§ To be done
Express everything from the line containing "Step 1: Look at the image. Step 2: Find mast." down to the line containing "[270,273,342,381]" as a JSON list of strings, one string per line, with blank lines left out.

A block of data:
-=-=-=-=-

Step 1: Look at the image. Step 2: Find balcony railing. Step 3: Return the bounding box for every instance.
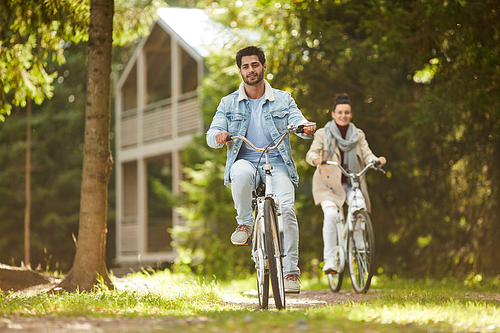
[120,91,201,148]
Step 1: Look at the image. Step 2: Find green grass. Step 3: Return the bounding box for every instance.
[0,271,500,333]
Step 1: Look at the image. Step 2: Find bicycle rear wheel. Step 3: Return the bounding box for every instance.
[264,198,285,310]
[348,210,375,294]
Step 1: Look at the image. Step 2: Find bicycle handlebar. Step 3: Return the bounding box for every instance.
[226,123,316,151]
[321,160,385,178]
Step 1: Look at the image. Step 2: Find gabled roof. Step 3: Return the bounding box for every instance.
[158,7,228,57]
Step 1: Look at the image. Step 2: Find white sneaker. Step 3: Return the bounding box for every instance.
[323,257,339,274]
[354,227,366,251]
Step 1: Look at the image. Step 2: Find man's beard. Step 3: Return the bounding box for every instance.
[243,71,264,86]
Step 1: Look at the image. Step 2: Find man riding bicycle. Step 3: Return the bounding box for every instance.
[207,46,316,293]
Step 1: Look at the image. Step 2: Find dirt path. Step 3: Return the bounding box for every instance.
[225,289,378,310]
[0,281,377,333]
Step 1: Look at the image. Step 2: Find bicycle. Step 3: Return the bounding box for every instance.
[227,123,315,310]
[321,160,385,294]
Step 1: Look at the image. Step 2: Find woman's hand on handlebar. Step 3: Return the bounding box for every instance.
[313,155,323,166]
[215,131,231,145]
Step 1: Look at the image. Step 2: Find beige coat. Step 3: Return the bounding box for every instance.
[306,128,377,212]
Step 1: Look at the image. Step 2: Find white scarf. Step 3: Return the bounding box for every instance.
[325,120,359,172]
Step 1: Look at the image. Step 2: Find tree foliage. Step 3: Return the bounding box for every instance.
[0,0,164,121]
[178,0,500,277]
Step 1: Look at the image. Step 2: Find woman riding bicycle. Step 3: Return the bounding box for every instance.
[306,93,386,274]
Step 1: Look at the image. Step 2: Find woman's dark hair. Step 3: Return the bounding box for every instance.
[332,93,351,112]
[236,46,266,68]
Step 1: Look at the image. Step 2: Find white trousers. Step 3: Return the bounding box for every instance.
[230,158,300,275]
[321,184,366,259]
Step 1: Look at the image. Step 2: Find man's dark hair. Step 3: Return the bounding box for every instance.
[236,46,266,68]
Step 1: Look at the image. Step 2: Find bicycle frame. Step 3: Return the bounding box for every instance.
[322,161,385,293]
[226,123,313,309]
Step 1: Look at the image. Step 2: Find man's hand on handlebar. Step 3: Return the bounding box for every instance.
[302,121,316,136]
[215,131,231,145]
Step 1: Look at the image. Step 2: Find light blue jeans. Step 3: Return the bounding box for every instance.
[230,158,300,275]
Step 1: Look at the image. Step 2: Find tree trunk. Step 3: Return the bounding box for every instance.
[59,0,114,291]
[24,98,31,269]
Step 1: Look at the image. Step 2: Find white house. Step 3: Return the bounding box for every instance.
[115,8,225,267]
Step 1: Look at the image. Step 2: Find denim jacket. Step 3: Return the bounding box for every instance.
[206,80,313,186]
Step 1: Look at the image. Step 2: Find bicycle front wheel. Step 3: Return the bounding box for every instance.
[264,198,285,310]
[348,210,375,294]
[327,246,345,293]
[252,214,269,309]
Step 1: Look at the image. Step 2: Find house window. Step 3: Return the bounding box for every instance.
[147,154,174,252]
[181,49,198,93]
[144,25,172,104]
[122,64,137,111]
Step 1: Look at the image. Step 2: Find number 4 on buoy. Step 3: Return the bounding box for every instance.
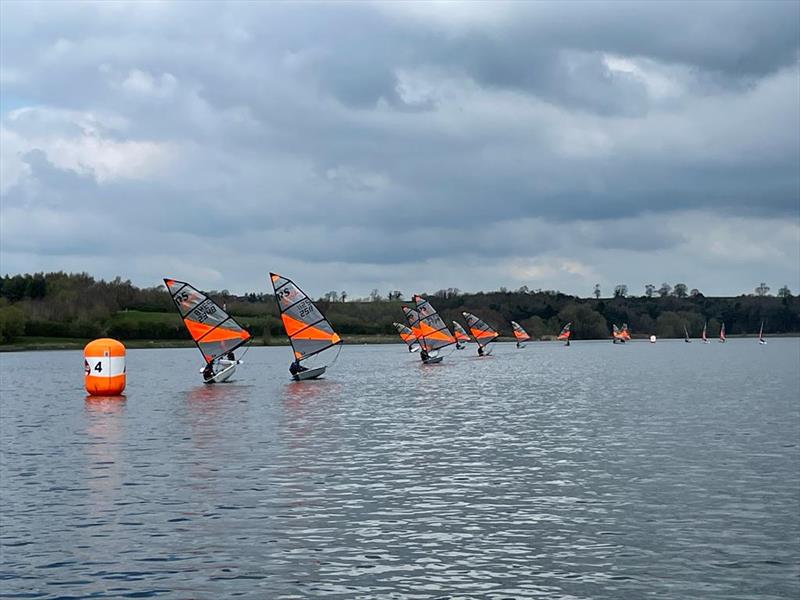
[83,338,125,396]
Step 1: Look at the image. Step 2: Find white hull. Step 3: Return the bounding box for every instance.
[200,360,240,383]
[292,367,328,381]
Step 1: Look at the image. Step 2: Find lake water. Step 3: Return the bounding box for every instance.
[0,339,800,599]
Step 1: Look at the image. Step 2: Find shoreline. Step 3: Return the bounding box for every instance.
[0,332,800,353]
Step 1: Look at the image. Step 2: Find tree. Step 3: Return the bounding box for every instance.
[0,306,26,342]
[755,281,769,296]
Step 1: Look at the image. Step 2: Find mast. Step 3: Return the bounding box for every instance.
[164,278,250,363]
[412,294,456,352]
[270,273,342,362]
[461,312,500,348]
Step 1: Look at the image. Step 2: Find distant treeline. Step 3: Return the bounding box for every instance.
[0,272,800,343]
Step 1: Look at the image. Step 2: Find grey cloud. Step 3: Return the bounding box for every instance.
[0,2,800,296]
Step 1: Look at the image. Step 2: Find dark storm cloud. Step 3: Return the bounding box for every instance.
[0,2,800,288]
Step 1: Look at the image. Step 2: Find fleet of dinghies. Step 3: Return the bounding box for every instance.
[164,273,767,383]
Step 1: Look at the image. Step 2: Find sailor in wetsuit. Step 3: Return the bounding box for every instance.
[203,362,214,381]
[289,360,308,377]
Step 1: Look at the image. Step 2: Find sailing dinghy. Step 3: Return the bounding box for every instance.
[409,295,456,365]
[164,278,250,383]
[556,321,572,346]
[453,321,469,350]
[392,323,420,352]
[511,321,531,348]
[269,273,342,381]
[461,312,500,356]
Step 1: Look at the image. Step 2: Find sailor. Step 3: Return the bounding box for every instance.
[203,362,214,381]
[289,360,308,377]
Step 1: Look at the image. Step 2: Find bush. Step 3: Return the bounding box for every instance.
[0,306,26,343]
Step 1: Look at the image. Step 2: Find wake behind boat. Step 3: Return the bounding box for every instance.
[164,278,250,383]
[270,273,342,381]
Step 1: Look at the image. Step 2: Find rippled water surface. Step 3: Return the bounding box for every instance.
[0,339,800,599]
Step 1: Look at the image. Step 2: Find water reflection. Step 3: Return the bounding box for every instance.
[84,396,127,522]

-=-=-=-=-

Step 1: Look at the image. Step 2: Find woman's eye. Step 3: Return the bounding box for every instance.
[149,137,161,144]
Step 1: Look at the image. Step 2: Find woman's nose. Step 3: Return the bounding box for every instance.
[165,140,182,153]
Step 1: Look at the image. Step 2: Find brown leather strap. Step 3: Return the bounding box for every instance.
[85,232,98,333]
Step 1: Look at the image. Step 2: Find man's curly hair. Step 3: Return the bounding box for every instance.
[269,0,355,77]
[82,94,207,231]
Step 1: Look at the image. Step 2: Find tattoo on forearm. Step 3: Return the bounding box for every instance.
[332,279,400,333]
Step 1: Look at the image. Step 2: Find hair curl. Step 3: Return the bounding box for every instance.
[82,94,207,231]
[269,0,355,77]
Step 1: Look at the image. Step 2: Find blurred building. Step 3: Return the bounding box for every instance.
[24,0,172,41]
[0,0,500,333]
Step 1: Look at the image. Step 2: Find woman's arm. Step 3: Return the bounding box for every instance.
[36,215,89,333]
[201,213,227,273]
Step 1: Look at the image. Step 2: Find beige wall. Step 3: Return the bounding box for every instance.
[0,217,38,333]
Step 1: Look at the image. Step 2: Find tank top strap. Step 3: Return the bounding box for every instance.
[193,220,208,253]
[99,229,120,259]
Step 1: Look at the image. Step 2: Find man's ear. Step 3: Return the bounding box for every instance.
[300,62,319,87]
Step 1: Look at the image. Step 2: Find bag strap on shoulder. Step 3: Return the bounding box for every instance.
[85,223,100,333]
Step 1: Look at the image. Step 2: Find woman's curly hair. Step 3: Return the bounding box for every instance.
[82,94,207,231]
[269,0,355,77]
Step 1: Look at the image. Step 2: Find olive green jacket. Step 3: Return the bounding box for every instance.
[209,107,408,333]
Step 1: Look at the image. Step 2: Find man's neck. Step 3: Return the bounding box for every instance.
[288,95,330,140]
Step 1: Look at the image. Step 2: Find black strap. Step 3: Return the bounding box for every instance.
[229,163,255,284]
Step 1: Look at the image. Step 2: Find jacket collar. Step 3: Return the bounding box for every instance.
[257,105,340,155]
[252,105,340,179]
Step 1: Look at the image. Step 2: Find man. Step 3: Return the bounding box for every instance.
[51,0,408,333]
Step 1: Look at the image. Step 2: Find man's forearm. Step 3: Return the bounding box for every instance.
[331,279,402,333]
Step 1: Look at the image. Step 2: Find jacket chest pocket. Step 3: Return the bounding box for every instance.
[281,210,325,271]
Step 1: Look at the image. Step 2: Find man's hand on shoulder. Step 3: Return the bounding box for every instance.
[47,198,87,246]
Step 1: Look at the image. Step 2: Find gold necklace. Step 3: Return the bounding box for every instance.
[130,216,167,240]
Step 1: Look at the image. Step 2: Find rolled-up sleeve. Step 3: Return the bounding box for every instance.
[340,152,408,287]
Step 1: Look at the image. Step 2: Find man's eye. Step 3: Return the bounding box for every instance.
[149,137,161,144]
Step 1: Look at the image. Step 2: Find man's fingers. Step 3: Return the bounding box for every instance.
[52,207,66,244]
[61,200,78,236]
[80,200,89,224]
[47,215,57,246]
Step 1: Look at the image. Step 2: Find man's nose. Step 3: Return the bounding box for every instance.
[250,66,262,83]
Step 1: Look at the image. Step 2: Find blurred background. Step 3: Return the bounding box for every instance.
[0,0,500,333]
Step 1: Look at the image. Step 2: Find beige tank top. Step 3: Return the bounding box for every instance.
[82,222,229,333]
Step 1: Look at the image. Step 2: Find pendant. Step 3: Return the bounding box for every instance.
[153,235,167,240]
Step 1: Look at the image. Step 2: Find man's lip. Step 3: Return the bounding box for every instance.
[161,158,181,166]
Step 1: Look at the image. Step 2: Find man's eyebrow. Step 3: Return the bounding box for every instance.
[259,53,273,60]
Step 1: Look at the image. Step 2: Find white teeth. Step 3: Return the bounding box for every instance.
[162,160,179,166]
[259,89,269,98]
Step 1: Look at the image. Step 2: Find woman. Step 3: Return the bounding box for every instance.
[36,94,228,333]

-=-=-=-=-

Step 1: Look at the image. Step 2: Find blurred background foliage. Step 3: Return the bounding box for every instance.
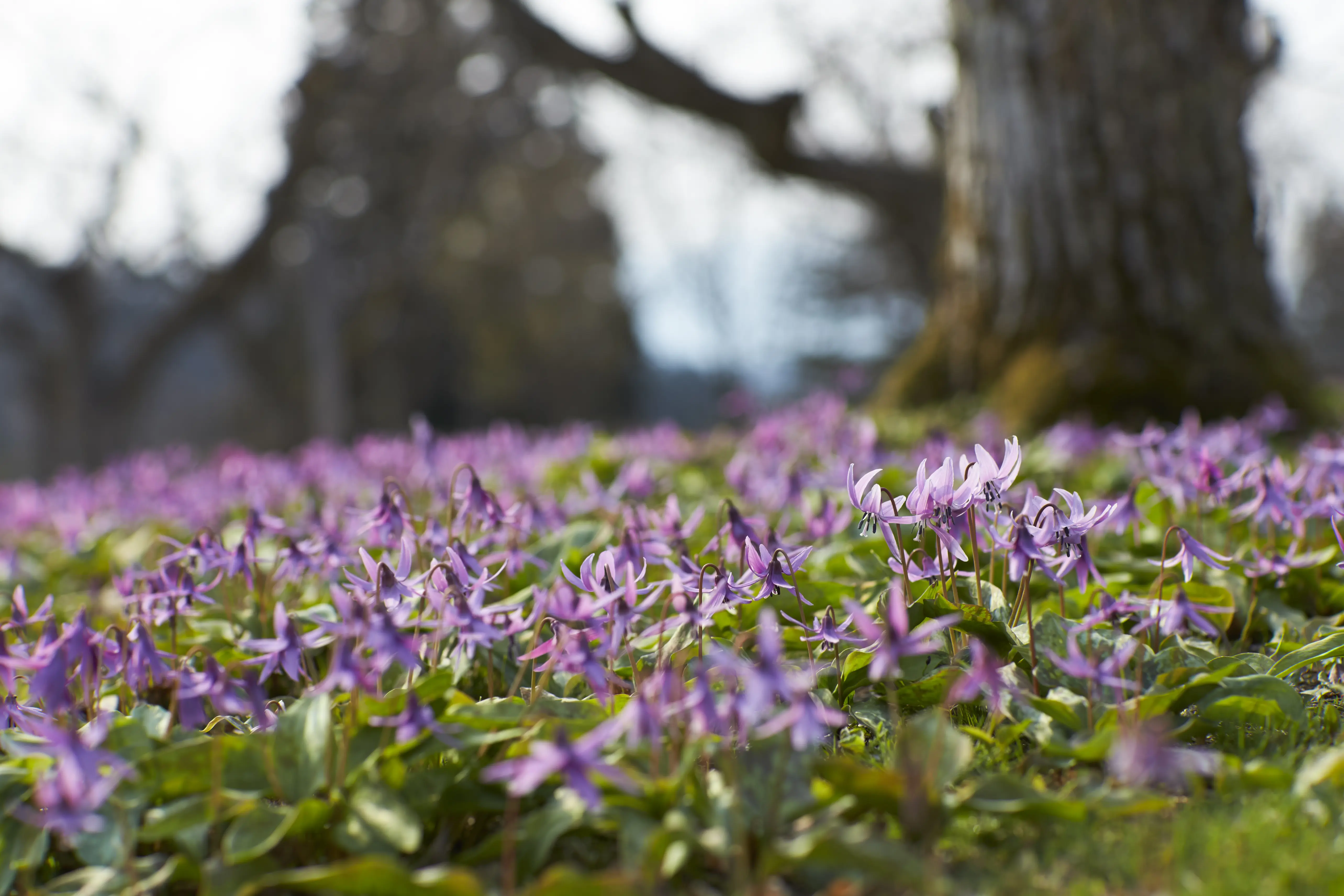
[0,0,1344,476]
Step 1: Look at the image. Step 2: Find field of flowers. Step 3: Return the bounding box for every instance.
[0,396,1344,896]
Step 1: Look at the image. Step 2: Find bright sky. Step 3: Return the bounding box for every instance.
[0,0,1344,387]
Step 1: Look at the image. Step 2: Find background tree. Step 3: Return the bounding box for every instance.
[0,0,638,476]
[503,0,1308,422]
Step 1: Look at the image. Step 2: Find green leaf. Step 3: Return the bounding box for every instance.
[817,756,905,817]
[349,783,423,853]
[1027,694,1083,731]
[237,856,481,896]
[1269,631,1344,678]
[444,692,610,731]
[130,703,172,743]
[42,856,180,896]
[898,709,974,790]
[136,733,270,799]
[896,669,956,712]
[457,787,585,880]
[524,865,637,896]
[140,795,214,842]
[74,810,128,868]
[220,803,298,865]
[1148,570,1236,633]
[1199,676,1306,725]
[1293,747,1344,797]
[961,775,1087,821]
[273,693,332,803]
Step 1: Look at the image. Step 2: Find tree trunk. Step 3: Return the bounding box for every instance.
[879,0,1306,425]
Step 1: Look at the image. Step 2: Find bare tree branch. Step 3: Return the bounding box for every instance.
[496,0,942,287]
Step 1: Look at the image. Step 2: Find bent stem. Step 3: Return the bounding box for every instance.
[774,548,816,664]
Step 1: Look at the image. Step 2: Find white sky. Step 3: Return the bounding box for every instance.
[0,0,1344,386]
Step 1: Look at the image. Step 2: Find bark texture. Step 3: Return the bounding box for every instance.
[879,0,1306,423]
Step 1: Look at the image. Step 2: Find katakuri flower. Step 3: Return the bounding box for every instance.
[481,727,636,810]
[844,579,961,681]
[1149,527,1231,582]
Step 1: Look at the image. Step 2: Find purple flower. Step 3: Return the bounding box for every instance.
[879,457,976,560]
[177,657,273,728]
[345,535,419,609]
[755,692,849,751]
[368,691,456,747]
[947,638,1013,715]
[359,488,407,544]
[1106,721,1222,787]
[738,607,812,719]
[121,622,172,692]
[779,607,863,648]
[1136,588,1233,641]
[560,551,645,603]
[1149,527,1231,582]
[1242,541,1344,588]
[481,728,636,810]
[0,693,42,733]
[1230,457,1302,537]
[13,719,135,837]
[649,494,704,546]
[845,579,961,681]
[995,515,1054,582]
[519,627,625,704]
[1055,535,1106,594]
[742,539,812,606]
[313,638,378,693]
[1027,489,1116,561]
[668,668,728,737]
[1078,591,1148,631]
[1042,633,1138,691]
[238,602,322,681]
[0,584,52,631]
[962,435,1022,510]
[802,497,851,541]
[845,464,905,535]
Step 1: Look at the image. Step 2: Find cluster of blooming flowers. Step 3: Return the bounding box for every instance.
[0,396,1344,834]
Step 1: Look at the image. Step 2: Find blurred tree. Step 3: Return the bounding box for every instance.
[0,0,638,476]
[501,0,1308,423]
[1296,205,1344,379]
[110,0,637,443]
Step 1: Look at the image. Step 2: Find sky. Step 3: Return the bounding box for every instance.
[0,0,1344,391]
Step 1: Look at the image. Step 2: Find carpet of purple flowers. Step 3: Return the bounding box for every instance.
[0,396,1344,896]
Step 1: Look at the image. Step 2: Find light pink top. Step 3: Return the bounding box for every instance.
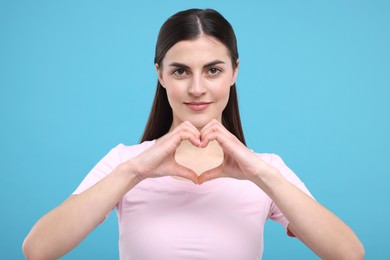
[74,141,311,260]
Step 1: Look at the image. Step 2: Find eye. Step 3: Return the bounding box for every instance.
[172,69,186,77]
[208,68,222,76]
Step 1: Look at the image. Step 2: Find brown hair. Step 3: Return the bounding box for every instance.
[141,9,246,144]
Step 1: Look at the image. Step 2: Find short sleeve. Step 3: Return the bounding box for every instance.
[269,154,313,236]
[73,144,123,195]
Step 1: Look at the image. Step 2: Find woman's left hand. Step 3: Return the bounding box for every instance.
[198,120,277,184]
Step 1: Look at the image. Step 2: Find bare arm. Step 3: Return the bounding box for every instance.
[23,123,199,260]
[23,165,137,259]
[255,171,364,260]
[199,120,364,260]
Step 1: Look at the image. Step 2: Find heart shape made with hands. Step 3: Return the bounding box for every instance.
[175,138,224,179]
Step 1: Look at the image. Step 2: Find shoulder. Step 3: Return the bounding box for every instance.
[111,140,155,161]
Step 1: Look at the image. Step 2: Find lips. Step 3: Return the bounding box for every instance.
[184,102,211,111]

-=-=-=-=-

§ Task answer
[
  "Step 1: Look at the image. Step 2: Find mast. Step 3: Return the bounding box for every instance.",
  "[164,278,250,363]",
  "[412,294,456,352]",
  "[270,273,342,362]",
  "[461,312,500,348]",
  "Step 1: Look at the image. Step 2: Find distant treeline. Step 3: Return the bounding box for every instance.",
  "[0,272,800,343]",
  "Step 1: Look at the image. Step 2: Find grey cloud. Step 3: Return the bounding box for every instance.",
  "[0,2,800,296]",
  "Step 1: Look at the image. Step 2: Find dark storm cloud. Step 3: Return the bounding box for every instance.",
  "[0,2,800,288]",
  "Step 1: Look at the image. Step 2: Find fleet of dinghies. Step 3: Return the bounding box for every instance.",
  "[164,273,767,383]",
  "Step 1: Look at the image. Step 2: Find sailor in wetsuit. Step 3: Return the bounding box for every instance.",
  "[203,362,214,381]",
  "[289,360,308,377]",
  "Step 1: Look at the image. Step 2: Find sailing dinghy. Step 3: Return the bounding box for every instance.",
  "[409,295,456,365]",
  "[164,278,250,383]",
  "[556,321,572,346]",
  "[453,321,469,350]",
  "[392,323,420,352]",
  "[511,321,531,348]",
  "[269,273,342,381]",
  "[461,312,500,356]",
  "Step 1: Look at the image. Step 2: Find sailor. Step 3: Return the bounding box for every instance.",
  "[203,362,214,381]",
  "[289,360,308,377]",
  "Step 1: Look at the image. Step 2: Find bush. Step 3: Return the bounding box for every instance.",
  "[0,306,26,343]",
  "Step 1: Look at the image. Step 2: Find wake behind boat. Step 3: Return the bounding box for every instance.",
  "[164,278,250,383]",
  "[270,273,342,381]"
]